* [Исходный текст]:
::::::::::

Все пошло не так с самого начала. Поезд опоздал на 4 часа! Ждали его до 12 часов ночи. Юля Хильченко не дождалась, уехала домой. В поезде, из экономии средств, наши не захотели брать простыни, один комплект взяли на всех – скандал был с проводницей. Из-за неувязки с поездом мы опоздали на 5 минут на электричку на Златоуст. Следующая электричка – только днем, в 14.00. Что делать? Я решил, что мы доедем до Миасса, а не до Златоуста. Так и сделали. Андрей пел песни в вагоне. Всем было весело. Приехали – никому не нужные, сели на станции, решив ждать автобус.

Мужик тут поехал в Златоуст на частном автобусе и нас подкинул до центра города. Я полгода не был в родном городе, у родителей. Странно, но я прошел мимо родного двора без грусти. И с бравадой: а все равно никого нет дома – мама и сестра на работе. Отец в командировке, на полигоне. Девчонки отметили, что я не в меру весел и расторопен, и тоже развеселились. Настроение стало у всех замечательное!

::::::::::

* [Задания]:
a) На сколько часов опоздал поезд, о котором говорится в тексте о поездке?
b) Перепишите отрывок из текста о поездке, который начинается со слов "Мужик тут поехал" и заканчивается словами "стало у всех замечательное!". Замените в нем "частном автобусе" на "рейсовом автобусе".
Данные, которые идут дальше, к тексту о поездке отношения не имеют.

* [Фрагменты данных]:
::::::::::

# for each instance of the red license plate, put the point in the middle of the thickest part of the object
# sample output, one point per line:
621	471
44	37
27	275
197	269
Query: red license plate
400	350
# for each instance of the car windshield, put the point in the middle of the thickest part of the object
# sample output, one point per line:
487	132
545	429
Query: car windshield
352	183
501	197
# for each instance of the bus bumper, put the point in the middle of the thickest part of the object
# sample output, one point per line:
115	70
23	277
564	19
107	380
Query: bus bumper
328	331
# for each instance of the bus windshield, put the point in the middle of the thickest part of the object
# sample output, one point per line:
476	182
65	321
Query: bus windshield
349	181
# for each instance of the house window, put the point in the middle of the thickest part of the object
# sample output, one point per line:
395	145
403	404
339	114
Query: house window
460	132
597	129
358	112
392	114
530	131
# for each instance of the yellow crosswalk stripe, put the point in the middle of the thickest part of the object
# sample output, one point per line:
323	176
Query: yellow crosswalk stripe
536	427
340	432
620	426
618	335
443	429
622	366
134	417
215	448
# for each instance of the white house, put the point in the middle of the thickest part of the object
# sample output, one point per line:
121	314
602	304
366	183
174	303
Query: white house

::::::::::

* [Ответы к заданиям]:
a) На 4 часа.

b)
Мужик тут поехал в Златоуст на рейсовом автобусе и нас подкинул до центра города. Я полгода не был в родном городе, у родителей. Странно, но я прошел мимо родного двора без грусти. И с бравадой: а все равно никого нет дома – мама и сестра на работе. Отец в командировке, на полигоне. Девчонки отметили, что я не в меру весел и расторопен, и тоже развеселились. Настроение стало у всех замечательное!